**TO BE DONE**
From the rows below, extract each line containing the string "water" and copy it in full. Case counts.

## BEGIN SOURCE DATA

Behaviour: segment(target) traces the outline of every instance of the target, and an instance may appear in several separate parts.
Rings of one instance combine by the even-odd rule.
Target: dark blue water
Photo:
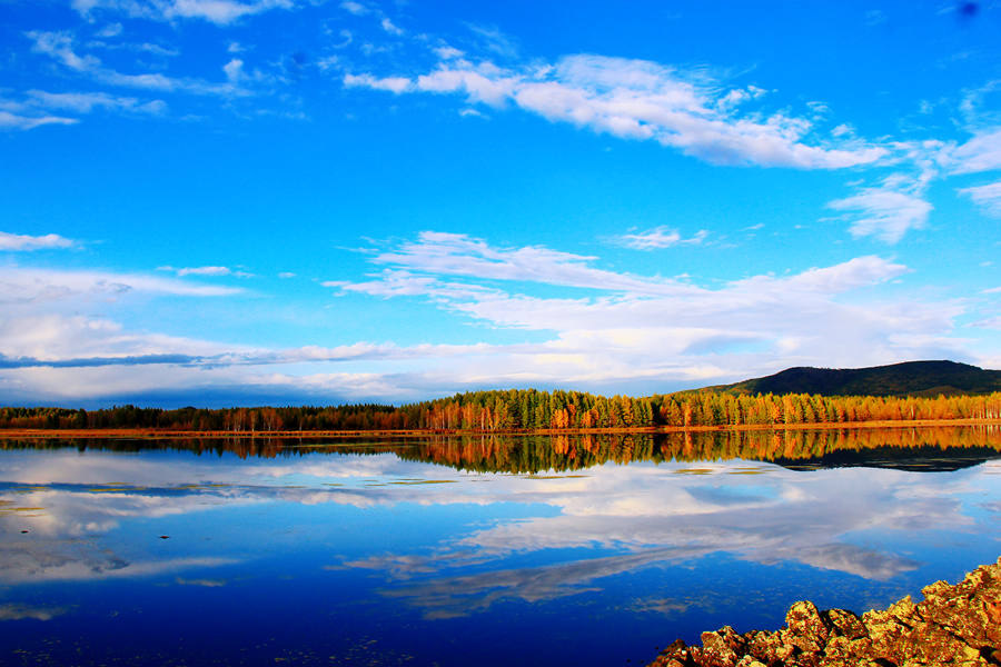
[[[990,455],[527,475],[407,460],[413,442],[158,447],[0,450],[0,663],[637,665],[1001,555]]]

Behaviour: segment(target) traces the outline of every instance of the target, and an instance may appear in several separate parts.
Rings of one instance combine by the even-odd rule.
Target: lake
[[[1001,555],[997,427],[0,440],[0,663],[642,665]]]

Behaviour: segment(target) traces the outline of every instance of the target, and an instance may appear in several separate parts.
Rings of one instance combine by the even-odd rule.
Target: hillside
[[[733,385],[706,387],[727,394],[821,396],[938,396],[1001,391],[1001,370],[955,361],[906,361],[870,368],[789,368]]]

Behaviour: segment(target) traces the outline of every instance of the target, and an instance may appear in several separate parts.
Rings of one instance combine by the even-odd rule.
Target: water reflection
[[[219,624],[248,595],[369,631],[404,615],[427,634],[417,664],[468,664],[442,624],[552,624],[554,609],[627,624],[609,646],[646,636],[642,658],[706,624],[777,625],[799,597],[864,610],[995,559],[999,474],[990,429],[6,441],[0,638],[97,631],[185,590]],[[284,631],[318,656],[335,641],[306,629]],[[357,648],[359,633],[337,640]],[[588,641],[575,659],[602,664]]]

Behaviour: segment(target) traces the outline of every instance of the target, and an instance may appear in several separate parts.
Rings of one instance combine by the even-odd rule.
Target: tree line
[[[301,457],[316,454],[377,455],[392,452],[405,460],[430,462],[464,471],[537,474],[584,470],[607,462],[708,462],[732,459],[793,466],[842,456],[848,465],[873,452],[883,465],[913,458],[915,450],[936,452],[932,459],[995,458],[1001,452],[1001,428],[975,427],[809,430],[712,430],[638,434],[503,435],[429,434],[356,441],[319,438],[11,438],[0,450],[65,449],[141,451],[181,450],[199,456],[235,455],[241,459]],[[925,459],[928,460],[928,459]],[[928,467],[924,469],[934,469]],[[696,470],[698,468],[696,467]],[[751,470],[753,472],[753,470]]]
[[[908,419],[998,419],[1001,392],[882,397],[690,391],[644,398],[582,391],[470,391],[404,406],[359,404],[200,409],[116,406],[98,410],[0,408],[0,428],[181,431],[524,431],[651,427],[852,424]]]

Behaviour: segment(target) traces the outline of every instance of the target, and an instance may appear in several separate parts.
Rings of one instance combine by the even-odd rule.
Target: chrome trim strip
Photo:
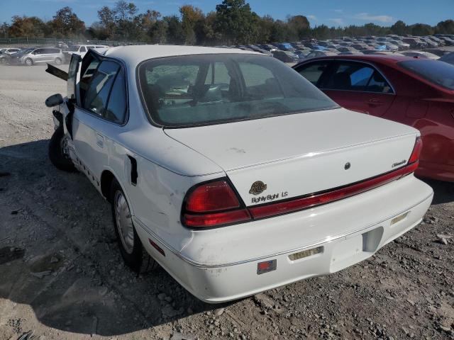
[[[348,232],[347,232],[345,234],[338,234],[338,235],[333,236],[333,237],[328,237],[328,238],[326,238],[325,239],[317,241],[316,242],[314,242],[312,244],[307,244],[306,246],[301,246],[301,247],[299,247],[299,248],[296,248],[296,249],[290,249],[290,250],[287,250],[287,251],[279,251],[277,253],[273,253],[273,254],[270,254],[266,255],[266,256],[255,257],[255,258],[253,258],[253,259],[246,259],[246,260],[238,261],[236,261],[236,262],[231,262],[231,263],[228,263],[228,264],[204,264],[204,263],[201,263],[201,262],[197,262],[197,261],[194,261],[194,260],[192,260],[191,259],[189,259],[189,258],[182,255],[179,251],[178,251],[175,248],[173,248],[172,246],[171,246],[169,244],[167,244],[161,237],[157,236],[156,234],[156,233],[155,233],[153,230],[151,230],[149,227],[148,227],[136,216],[133,216],[133,220],[134,220],[135,223],[136,223],[137,225],[140,225],[142,227],[142,229],[143,229],[146,232],[148,232],[152,237],[154,237],[155,239],[156,239],[160,244],[162,244],[164,246],[165,246],[168,250],[172,251],[174,254],[174,255],[175,255],[176,256],[180,258],[182,260],[184,261],[185,262],[187,262],[189,264],[190,264],[191,266],[194,266],[194,267],[200,268],[202,268],[202,269],[213,269],[213,268],[216,268],[229,267],[229,266],[236,266],[236,265],[238,265],[238,264],[247,264],[248,262],[255,262],[257,261],[263,260],[265,259],[268,259],[270,257],[279,256],[280,255],[284,255],[284,254],[289,254],[289,253],[296,253],[296,252],[301,251],[307,249],[316,247],[316,246],[320,246],[321,244],[328,244],[328,243],[333,242],[336,241],[338,239],[343,239],[344,237],[350,236],[350,235],[351,235],[353,234],[355,234],[357,232],[362,232],[362,231],[366,230],[367,229],[372,228],[373,227],[375,227],[377,225],[380,225],[380,223],[382,223],[383,222],[384,222],[384,221],[386,221],[387,220],[390,220],[390,219],[394,218],[394,217],[395,217],[397,216],[399,216],[399,215],[402,215],[402,214],[407,212],[408,210],[409,210],[411,209],[413,209],[416,205],[419,205],[421,203],[422,203],[423,202],[427,200],[428,198],[430,198],[433,196],[433,192],[432,192],[432,193],[431,193],[427,197],[426,197],[423,200],[420,200],[417,203],[411,205],[411,207],[407,208],[406,209],[401,211],[400,212],[394,214],[394,215],[393,215],[392,216],[388,216],[387,217],[384,218],[383,220],[380,220],[379,222],[372,223],[372,224],[369,225],[367,225],[366,227],[363,227],[357,229],[355,230],[353,230],[353,231]]]

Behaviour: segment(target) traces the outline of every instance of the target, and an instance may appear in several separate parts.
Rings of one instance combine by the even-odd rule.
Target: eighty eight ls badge
[[[250,187],[250,190],[249,191],[249,193],[252,193],[253,195],[258,195],[259,193],[262,193],[265,190],[267,190],[267,185],[262,181],[256,181],[253,183],[253,185]]]

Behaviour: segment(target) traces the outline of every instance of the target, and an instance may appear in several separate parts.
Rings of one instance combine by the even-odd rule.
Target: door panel
[[[395,97],[393,94],[373,92],[363,92],[362,94],[362,99],[364,101],[366,112],[376,117],[381,117],[386,113]]]
[[[343,108],[361,113],[370,113],[369,106],[365,103],[362,92],[341,90],[323,91]]]

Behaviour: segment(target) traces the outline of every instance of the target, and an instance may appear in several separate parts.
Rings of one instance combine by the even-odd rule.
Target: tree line
[[[194,6],[184,5],[179,7],[178,14],[165,16],[153,9],[139,13],[134,3],[120,0],[111,7],[104,6],[99,8],[98,19],[87,27],[70,7],[65,6],[57,11],[48,21],[36,16],[15,16],[11,23],[0,26],[0,37],[214,45],[387,34],[454,34],[453,20],[441,21],[435,26],[424,23],[406,25],[399,21],[388,27],[372,23],[345,27],[311,27],[303,15],[289,16],[285,20],[275,20],[268,15],[260,16],[245,0],[223,0],[216,5],[216,11],[206,13]]]

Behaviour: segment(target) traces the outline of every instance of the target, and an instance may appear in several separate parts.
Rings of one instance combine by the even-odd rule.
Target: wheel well
[[[111,200],[111,186],[114,178],[114,174],[109,170],[104,170],[101,175],[101,192],[109,202]]]

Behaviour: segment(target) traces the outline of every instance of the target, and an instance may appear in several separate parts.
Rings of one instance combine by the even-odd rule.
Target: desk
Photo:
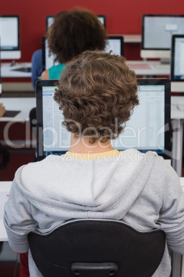
[[[138,76],[165,76],[170,74],[170,65],[161,64],[159,61],[127,61],[127,65]]]
[[[28,121],[29,113],[32,108],[36,107],[35,98],[1,98],[7,110],[21,110],[21,112],[14,118],[1,117],[0,121]],[[183,156],[183,134],[184,122],[184,97],[171,97],[171,119],[173,120],[173,149],[172,157],[173,167],[179,176],[181,176],[182,156]],[[178,108],[177,104],[180,103],[183,110]]]
[[[180,180],[181,180],[181,186],[183,187],[183,189],[184,190],[184,178],[180,178]],[[8,194],[10,187],[11,187],[11,185],[12,185],[12,181],[0,182],[0,194],[2,193],[2,194],[3,194],[3,193],[5,193],[5,194]],[[0,203],[1,203],[1,205],[0,205],[0,209],[1,211],[3,210],[3,207],[4,207],[5,201],[6,201],[6,199],[4,198],[3,202],[3,201],[0,202]],[[4,227],[3,221],[2,218],[0,218],[0,241],[8,241],[8,236],[7,236],[6,231]],[[182,258],[183,258],[183,263],[184,263],[184,255],[183,256]],[[180,255],[177,256],[176,257],[174,257],[174,263],[176,264],[177,264],[177,263],[179,263],[180,261],[180,260],[181,260]],[[174,269],[173,269],[173,271],[174,271]],[[174,276],[179,277],[179,271],[180,271],[180,265],[179,266],[179,268],[175,269],[175,270],[174,270],[175,273],[174,273],[172,274],[172,277],[174,277]],[[180,276],[181,277],[184,277],[183,269],[181,269],[181,274],[180,274]]]
[[[135,40],[136,40],[135,35],[130,36],[129,39],[127,37],[127,42],[135,42]],[[170,74],[170,65],[161,64],[159,61],[127,61],[127,63],[130,68],[135,70],[137,75],[165,76]],[[10,63],[2,63],[1,77],[30,78],[32,76],[31,72],[14,71],[12,70],[22,67],[31,67],[31,63],[16,63],[13,66],[10,66]]]
[[[14,117],[1,117],[0,121],[28,121],[30,110],[36,107],[36,98],[0,98],[6,110],[21,110]]]
[[[10,65],[11,63],[1,63],[1,78],[31,78],[32,72],[13,70],[20,68],[31,68],[31,63],[16,63],[12,66]]]

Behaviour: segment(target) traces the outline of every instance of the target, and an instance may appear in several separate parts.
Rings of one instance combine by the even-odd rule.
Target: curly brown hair
[[[76,8],[56,15],[46,37],[54,61],[65,63],[85,50],[103,50],[108,36],[96,14]]]
[[[125,58],[85,51],[65,67],[54,100],[68,131],[103,142],[116,138],[124,130],[139,104],[137,87]]]

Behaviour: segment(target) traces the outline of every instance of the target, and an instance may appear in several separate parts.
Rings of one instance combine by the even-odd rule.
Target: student
[[[21,167],[5,204],[10,247],[25,252],[27,234],[47,234],[70,218],[124,220],[140,230],[162,229],[167,244],[154,276],[169,277],[168,248],[184,254],[184,194],[162,157],[111,140],[138,105],[135,73],[124,57],[85,51],[66,65],[54,99],[71,133],[65,155]],[[29,253],[31,276],[41,276]]]
[[[57,14],[46,38],[49,52],[59,64],[45,70],[41,79],[58,79],[65,64],[83,51],[103,50],[107,35],[96,14],[78,8]]]
[[[104,50],[107,34],[96,14],[84,8],[77,8],[58,13],[46,37],[49,51],[59,65],[45,70],[41,79],[58,79],[65,64],[83,51]],[[40,52],[38,54],[41,56]],[[36,129],[35,119],[36,108],[33,108],[30,113],[31,130]]]
[[[35,83],[43,72],[42,49],[36,50],[32,57],[32,83],[35,90]]]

## END SOURCE DATA

**ANSWER FOR THE TASK**
Target: dark blue water
Target: water reflection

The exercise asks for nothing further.